DIRECTION – Copy out all of the material below, keeping every line and character the same.
———
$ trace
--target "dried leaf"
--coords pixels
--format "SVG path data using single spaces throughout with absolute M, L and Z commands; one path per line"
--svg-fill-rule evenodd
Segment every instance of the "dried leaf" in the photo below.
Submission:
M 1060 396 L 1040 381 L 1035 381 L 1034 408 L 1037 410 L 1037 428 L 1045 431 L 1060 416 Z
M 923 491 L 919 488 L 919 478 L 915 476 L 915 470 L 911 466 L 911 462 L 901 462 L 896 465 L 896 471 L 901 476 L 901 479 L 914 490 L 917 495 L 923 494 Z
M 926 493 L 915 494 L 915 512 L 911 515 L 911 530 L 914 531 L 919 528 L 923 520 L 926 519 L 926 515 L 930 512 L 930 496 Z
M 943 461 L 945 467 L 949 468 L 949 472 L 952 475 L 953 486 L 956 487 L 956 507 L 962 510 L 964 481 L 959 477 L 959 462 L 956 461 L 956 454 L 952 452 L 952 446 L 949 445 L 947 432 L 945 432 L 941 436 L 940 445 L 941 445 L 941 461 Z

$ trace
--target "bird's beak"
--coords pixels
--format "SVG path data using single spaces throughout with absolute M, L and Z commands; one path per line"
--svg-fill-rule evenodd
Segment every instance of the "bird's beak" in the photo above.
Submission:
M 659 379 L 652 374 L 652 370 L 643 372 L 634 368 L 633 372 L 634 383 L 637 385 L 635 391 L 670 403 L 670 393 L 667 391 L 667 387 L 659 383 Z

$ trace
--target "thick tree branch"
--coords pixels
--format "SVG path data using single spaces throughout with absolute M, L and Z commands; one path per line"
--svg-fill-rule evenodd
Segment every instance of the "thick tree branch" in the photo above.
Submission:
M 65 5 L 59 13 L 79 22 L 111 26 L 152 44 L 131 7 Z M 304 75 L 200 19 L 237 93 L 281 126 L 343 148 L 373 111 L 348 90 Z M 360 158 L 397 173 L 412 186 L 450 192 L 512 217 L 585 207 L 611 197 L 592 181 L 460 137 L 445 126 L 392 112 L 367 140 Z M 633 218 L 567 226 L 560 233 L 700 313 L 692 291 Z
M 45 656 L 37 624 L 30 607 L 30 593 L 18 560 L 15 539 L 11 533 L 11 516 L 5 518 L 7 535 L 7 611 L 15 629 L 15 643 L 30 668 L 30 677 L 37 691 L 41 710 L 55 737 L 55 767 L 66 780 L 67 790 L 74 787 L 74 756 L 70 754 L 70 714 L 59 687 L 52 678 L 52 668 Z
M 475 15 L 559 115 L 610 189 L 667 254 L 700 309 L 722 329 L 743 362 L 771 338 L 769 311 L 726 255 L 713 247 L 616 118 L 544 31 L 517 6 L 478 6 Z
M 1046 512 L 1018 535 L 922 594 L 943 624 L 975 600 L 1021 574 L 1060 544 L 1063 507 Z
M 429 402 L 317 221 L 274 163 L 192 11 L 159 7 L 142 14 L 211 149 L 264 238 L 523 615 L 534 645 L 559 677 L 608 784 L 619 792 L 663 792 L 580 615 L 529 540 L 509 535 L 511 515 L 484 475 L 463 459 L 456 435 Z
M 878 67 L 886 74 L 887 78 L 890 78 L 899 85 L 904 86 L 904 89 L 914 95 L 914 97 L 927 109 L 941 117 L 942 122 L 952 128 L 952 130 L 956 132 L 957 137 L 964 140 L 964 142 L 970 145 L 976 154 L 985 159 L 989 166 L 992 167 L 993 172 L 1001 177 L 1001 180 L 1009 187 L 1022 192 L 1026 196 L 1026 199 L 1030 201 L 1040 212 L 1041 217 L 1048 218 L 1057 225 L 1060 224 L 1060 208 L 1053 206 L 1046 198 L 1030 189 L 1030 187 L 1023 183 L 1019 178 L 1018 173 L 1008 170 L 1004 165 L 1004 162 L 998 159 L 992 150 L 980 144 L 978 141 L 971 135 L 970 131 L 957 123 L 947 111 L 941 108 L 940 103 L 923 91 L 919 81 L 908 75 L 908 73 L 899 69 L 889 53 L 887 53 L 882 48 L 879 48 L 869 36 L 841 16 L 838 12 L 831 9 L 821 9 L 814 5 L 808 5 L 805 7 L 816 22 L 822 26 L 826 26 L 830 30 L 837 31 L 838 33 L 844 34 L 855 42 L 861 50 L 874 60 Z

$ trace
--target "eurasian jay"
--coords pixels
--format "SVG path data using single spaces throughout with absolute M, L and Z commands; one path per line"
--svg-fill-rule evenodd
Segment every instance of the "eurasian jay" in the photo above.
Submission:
———
WRITTEN ANSWER –
$ trace
--target "dried leaf"
--coords pixels
--format "SVG path data using single spaces throughout with absolute M, L and Z commands; one path per line"
--svg-fill-rule evenodd
Segment every instance of the "dried leaf" in the photo below.
Submission:
M 1060 396 L 1040 381 L 1035 381 L 1034 408 L 1037 410 L 1037 428 L 1045 431 L 1060 416 Z
M 923 491 L 919 488 L 919 478 L 915 476 L 915 470 L 911 466 L 911 462 L 901 462 L 896 465 L 896 471 L 901 476 L 901 479 L 914 490 L 917 495 L 923 494 Z
M 926 493 L 915 494 L 915 512 L 911 515 L 911 530 L 914 531 L 919 528 L 923 520 L 926 519 L 926 515 L 930 512 L 930 496 Z
M 943 461 L 945 467 L 949 468 L 949 472 L 952 475 L 953 486 L 956 487 L 956 507 L 962 510 L 964 481 L 959 477 L 959 462 L 956 461 L 956 454 L 952 452 L 952 446 L 949 445 L 947 432 L 945 432 L 941 436 L 940 445 L 941 445 L 941 461 Z

$ trace
--target "bird's beak"
--coords pixels
--format "SVG path data using single spaces throughout with absolute M, L and Z commands; one path per line"
--svg-fill-rule evenodd
Segment every instance of the "bird's beak" in the photo above.
Submission:
M 659 379 L 652 374 L 652 370 L 643 372 L 634 368 L 633 372 L 634 383 L 637 385 L 635 391 L 670 403 L 670 393 L 667 391 L 667 387 L 659 383 Z

$ trace
--target "thick tree branch"
--coords pixels
--format "SVG path data using single spaces throughout with absolute M, L and Z commands; one path per line"
--svg-fill-rule evenodd
Segment every instance of the "thick tree branch" in the photo above.
Submission:
M 65 5 L 59 13 L 79 22 L 111 26 L 152 44 L 131 7 Z M 304 75 L 200 19 L 237 93 L 281 126 L 343 148 L 373 111 L 348 90 Z M 360 158 L 397 173 L 412 186 L 450 192 L 512 217 L 585 207 L 611 197 L 592 181 L 460 137 L 445 126 L 392 112 L 367 140 Z M 633 218 L 567 226 L 560 233 L 700 313 L 692 291 Z
M 45 656 L 37 624 L 30 607 L 30 593 L 18 560 L 15 539 L 11 533 L 11 516 L 5 518 L 7 535 L 7 611 L 15 629 L 15 643 L 30 668 L 30 677 L 37 691 L 41 710 L 55 737 L 55 767 L 66 780 L 67 790 L 74 787 L 74 756 L 70 754 L 70 714 L 59 687 L 52 678 L 52 668 Z
M 475 15 L 559 115 L 610 189 L 667 254 L 700 309 L 722 329 L 743 362 L 771 338 L 769 311 L 726 255 L 713 247 L 616 118 L 544 31 L 517 6 L 478 6 Z
M 1046 512 L 1018 535 L 922 594 L 943 624 L 975 600 L 1021 574 L 1060 544 L 1063 507 Z
M 429 402 L 317 221 L 274 163 L 192 11 L 159 7 L 142 14 L 211 149 L 264 238 L 523 615 L 534 645 L 559 677 L 608 784 L 619 792 L 663 792 L 580 615 L 529 540 L 509 535 L 511 515 L 484 475 L 463 459 L 456 435 Z
M 878 67 L 886 74 L 887 78 L 890 78 L 899 85 L 904 86 L 904 89 L 914 95 L 914 97 L 927 109 L 941 117 L 942 122 L 952 128 L 952 130 L 956 132 L 957 137 L 964 140 L 964 142 L 970 145 L 976 154 L 985 159 L 989 166 L 992 167 L 993 172 L 1001 177 L 1001 180 L 1009 187 L 1022 192 L 1026 196 L 1026 199 L 1030 201 L 1040 212 L 1041 217 L 1048 218 L 1057 225 L 1060 224 L 1060 208 L 1053 206 L 1046 198 L 1030 189 L 1030 187 L 1023 183 L 1019 178 L 1018 173 L 1008 170 L 1004 165 L 1004 162 L 998 159 L 992 150 L 980 144 L 978 141 L 971 135 L 970 131 L 957 123 L 947 111 L 941 108 L 940 103 L 923 91 L 919 81 L 908 75 L 908 73 L 899 69 L 889 53 L 887 53 L 882 48 L 879 48 L 869 36 L 841 16 L 838 12 L 831 9 L 821 9 L 814 5 L 808 5 L 805 7 L 816 22 L 822 26 L 826 26 L 830 30 L 837 31 L 838 33 L 844 34 L 855 42 L 861 50 L 874 60 Z

$ trace
--target "eurasian jay"
--coords pixels
--format "SVG path data using single spaces throughout with absolute M, L and Z commands; one path per line"
--svg-fill-rule evenodd
Segment every instance of the "eurasian jay" in the photo above.
Submission:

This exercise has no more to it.